Stated goal: Starting at the first row, copy the rows verbatim and stop after the line containing "M 93 277 L 108".

#### Listing ####

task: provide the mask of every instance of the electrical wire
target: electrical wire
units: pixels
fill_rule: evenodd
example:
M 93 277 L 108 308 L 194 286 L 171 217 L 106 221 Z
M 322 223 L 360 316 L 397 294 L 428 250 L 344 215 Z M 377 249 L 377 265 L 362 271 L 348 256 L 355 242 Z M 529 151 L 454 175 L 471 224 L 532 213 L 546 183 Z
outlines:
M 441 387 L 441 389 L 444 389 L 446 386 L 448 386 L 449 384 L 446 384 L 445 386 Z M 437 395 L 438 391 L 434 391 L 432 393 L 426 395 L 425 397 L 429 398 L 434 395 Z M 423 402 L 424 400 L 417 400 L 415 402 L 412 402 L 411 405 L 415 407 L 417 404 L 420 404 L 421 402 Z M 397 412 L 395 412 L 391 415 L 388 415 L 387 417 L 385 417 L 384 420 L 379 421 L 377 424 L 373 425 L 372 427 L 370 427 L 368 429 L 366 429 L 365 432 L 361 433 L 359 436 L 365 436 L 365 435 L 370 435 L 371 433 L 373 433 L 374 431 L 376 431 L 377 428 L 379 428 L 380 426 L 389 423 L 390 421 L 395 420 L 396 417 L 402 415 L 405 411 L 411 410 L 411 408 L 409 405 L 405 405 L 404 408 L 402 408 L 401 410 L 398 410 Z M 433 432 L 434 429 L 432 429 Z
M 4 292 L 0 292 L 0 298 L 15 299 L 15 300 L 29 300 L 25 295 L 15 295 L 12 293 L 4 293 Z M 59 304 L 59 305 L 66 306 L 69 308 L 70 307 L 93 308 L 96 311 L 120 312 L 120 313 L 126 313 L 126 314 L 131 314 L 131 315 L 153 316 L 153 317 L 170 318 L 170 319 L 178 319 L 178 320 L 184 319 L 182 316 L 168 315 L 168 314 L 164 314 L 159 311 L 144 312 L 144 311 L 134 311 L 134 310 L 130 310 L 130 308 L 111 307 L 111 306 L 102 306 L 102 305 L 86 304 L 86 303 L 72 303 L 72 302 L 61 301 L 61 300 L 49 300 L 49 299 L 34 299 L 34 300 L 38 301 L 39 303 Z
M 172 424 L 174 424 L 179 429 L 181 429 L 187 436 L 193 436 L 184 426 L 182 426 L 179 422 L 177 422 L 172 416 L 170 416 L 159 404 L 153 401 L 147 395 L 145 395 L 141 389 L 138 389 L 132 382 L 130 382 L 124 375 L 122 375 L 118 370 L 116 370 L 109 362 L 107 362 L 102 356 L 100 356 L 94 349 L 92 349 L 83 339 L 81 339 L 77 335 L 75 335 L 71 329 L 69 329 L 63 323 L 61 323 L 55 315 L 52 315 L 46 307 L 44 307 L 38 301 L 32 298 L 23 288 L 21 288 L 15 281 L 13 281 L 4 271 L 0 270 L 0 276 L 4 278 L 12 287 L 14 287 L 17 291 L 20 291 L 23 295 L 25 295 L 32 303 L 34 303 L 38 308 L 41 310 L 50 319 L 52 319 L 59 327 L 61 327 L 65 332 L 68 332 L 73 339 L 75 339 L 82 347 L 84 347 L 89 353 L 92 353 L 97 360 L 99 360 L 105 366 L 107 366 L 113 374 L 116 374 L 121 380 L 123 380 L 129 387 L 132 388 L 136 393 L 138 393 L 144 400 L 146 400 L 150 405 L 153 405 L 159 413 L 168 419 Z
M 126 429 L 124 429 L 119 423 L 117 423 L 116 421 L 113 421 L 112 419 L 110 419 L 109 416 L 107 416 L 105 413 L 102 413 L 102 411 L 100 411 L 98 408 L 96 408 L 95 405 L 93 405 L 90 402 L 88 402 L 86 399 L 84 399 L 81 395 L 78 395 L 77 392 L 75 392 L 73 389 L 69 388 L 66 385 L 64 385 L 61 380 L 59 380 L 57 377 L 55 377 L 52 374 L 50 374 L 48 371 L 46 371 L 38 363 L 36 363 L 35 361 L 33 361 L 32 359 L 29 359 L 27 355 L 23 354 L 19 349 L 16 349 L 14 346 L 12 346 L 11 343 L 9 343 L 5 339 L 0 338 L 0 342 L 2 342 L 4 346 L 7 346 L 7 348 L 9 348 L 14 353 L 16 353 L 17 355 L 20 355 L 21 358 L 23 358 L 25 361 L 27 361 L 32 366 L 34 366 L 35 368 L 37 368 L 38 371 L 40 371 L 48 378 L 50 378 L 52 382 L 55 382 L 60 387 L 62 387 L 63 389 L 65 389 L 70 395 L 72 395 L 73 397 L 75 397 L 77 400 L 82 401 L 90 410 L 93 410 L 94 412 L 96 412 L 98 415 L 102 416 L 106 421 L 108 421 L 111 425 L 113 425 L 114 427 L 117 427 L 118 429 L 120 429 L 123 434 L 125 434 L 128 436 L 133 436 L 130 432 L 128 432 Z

####

Written solution:
task: provide the mask of every instance of the electrical wire
target: electrical wire
units: pixels
fill_rule: evenodd
example:
M 93 277 L 108 308 L 194 286 L 171 217 L 106 221 Z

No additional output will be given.